* _EXERCISE BRIEF_:
Transcribe exactly the lines that begin the material and continue through the line containing "Practice. Find the built-in". Leave out whatever follows.

* _PROVIDED ENTRIES_:

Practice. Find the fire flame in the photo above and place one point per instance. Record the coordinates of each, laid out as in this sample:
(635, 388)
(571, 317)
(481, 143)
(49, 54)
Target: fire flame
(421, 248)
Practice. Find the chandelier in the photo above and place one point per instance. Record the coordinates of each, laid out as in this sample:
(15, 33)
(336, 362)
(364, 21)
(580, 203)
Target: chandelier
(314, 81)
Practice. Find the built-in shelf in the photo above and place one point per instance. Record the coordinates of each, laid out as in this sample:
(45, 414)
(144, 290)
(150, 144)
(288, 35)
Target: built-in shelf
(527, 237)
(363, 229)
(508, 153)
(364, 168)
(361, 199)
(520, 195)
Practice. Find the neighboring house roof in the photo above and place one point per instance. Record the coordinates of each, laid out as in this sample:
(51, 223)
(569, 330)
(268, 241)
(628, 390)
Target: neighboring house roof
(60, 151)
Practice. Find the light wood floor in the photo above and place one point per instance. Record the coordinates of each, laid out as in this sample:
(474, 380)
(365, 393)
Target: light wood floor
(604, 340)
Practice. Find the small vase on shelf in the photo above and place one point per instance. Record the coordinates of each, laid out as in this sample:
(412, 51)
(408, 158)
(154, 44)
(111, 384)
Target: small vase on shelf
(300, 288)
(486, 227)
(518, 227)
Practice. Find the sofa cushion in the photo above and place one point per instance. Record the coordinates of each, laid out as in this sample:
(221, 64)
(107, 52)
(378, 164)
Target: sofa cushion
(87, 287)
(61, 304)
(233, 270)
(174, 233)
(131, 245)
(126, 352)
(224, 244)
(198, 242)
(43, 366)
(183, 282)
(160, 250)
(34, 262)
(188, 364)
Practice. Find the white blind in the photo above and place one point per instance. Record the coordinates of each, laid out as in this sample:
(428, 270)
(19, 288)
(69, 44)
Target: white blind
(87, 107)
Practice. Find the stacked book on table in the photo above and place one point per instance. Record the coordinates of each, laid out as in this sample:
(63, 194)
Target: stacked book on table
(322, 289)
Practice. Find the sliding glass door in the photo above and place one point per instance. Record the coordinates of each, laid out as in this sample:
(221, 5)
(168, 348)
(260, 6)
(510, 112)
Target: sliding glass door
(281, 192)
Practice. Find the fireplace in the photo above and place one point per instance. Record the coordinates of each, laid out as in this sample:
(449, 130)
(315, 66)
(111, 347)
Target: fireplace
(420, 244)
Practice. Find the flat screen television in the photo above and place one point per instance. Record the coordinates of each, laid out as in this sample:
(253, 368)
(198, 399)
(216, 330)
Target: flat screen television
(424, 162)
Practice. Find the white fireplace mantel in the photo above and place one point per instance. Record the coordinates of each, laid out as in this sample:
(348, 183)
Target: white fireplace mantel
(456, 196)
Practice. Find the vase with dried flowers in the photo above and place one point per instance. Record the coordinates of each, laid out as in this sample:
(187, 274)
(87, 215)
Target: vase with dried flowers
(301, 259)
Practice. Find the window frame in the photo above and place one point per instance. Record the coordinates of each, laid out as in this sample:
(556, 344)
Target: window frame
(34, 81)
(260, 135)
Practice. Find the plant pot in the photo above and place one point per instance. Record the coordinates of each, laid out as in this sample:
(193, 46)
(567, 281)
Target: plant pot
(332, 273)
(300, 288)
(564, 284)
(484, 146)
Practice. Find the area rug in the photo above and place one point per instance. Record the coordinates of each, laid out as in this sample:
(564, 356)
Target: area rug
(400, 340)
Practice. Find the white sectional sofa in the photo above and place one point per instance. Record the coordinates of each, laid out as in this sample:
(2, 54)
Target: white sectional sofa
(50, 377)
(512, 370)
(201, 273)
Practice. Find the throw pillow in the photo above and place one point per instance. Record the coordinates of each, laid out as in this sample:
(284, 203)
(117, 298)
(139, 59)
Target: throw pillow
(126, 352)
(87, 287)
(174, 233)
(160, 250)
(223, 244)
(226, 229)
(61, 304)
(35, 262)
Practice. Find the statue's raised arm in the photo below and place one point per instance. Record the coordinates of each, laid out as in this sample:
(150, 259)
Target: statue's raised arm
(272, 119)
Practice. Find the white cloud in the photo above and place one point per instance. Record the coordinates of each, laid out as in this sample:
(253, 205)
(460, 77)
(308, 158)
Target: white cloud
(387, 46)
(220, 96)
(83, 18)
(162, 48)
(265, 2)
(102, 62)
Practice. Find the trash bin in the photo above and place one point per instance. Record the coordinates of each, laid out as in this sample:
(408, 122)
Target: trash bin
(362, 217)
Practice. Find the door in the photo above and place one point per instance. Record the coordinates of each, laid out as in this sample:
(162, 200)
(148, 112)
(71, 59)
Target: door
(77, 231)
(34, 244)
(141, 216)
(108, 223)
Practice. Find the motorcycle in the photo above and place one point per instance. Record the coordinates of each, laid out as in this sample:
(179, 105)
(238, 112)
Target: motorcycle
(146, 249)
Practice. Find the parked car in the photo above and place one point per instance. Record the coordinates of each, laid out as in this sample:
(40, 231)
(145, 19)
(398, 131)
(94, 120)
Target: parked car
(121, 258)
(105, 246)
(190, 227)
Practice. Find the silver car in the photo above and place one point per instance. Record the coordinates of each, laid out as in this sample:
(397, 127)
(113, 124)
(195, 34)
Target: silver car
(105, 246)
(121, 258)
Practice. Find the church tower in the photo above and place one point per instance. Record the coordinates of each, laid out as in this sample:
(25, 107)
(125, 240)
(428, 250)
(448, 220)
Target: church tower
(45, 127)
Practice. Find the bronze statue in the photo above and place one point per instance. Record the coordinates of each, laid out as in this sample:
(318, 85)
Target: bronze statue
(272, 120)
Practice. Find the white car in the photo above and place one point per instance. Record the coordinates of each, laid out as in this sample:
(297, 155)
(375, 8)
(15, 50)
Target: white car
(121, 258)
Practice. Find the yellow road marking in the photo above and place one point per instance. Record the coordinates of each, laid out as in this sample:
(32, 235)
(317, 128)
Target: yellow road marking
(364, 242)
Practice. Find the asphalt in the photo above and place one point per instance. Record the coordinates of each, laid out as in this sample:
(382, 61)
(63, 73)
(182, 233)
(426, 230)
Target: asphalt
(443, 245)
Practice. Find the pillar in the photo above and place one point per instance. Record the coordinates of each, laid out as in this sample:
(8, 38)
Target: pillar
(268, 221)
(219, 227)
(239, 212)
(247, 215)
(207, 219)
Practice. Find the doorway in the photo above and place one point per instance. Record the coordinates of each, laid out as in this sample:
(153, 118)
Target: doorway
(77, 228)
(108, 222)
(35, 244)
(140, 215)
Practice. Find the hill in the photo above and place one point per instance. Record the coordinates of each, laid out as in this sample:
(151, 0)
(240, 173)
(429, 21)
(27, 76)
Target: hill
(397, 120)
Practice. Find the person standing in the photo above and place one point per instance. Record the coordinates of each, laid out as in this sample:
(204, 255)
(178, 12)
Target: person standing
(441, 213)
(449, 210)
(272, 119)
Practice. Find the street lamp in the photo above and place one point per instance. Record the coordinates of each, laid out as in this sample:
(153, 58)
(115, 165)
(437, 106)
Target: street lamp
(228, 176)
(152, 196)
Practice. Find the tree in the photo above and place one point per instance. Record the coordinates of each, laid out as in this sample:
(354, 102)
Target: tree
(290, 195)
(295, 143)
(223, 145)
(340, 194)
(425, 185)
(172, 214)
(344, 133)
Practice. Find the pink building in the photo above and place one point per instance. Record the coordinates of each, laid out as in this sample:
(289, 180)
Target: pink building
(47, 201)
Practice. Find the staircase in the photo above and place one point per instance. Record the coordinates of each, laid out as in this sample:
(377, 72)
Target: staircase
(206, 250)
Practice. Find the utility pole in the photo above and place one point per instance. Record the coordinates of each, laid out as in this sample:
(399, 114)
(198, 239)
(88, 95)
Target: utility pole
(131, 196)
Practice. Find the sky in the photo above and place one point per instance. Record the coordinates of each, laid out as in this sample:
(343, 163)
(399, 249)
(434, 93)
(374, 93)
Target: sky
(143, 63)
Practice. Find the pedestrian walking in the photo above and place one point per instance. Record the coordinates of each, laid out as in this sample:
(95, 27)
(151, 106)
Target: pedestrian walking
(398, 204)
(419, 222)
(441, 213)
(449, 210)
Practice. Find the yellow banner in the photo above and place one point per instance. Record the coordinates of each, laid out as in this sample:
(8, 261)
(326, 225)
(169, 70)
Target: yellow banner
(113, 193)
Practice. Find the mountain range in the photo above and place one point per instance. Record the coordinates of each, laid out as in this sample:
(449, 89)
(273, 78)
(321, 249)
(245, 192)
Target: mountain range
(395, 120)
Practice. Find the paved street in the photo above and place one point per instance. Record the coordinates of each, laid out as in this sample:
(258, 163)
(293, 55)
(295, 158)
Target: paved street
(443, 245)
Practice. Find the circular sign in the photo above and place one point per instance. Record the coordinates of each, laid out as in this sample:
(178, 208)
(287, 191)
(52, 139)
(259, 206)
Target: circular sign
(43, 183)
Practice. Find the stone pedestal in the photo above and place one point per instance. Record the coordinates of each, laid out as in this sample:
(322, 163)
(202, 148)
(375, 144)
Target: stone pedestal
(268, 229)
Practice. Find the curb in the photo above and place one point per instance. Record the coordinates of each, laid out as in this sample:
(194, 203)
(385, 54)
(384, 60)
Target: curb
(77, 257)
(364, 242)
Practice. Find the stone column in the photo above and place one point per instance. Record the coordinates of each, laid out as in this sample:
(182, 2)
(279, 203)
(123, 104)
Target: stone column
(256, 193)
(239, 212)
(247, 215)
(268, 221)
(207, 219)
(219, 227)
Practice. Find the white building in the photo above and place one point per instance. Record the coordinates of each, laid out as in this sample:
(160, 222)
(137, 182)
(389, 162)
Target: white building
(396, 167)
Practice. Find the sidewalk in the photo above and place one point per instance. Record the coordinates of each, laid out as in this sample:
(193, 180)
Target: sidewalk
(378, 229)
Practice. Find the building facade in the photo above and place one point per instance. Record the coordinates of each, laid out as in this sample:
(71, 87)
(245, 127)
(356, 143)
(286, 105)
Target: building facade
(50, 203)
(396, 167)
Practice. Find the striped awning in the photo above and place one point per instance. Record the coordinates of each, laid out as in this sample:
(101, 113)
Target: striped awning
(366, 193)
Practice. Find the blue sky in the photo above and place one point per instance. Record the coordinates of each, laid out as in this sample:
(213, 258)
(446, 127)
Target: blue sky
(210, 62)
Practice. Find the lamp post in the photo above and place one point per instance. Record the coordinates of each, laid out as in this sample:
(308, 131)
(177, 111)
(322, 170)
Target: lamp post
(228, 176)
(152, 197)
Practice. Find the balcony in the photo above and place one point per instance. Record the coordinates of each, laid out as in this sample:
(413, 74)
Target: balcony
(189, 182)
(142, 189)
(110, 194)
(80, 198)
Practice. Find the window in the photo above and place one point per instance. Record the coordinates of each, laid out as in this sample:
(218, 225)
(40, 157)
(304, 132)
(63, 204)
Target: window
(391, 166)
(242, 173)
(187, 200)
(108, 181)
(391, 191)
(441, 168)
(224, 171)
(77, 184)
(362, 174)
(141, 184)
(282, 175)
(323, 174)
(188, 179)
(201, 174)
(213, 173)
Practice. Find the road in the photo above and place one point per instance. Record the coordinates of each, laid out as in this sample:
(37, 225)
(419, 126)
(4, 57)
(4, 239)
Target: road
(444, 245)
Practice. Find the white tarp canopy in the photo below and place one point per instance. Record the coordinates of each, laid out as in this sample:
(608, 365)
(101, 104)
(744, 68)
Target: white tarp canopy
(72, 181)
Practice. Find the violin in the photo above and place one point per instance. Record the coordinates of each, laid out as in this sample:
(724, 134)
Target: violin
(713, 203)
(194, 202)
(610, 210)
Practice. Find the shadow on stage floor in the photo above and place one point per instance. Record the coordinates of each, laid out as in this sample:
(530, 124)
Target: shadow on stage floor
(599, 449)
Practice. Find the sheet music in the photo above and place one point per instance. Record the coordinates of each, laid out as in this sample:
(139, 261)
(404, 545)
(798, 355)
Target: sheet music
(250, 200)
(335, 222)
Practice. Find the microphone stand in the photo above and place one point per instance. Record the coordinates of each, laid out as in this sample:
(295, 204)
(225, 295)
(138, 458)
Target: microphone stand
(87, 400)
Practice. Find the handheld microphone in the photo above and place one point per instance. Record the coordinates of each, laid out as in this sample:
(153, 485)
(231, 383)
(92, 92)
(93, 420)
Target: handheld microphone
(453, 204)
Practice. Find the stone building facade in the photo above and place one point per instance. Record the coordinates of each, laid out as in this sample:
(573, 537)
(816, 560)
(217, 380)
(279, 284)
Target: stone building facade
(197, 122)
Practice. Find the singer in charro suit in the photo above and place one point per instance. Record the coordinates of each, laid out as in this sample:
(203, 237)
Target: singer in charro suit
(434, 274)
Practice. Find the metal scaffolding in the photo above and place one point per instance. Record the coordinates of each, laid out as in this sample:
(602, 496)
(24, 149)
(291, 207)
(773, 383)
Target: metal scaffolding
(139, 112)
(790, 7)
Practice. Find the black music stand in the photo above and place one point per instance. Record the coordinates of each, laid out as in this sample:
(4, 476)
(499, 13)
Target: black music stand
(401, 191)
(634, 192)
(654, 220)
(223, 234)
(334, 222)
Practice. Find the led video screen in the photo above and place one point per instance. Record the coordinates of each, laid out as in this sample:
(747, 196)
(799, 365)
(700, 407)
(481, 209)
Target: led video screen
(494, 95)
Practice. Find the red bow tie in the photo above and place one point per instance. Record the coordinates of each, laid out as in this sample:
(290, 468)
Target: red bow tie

* _SOLUTION TO THIS PROBLEM_:
Practice. Find the fire flame in the photo above and place one point per instance. Record the coordinates of each, laid out as in this sample:
(635, 388)
(571, 317)
(481, 143)
(49, 54)
Target: fire flame
(421, 248)
Practice. Find the chandelier in the photo above and place one point per instance. Record the coordinates of each, laid out as in this sample:
(15, 33)
(336, 362)
(364, 21)
(580, 203)
Target: chandelier
(314, 81)
Practice. Find the built-in shelf in the photo above and place one point per instance. Record the coordinates of each, laid out as in this sample:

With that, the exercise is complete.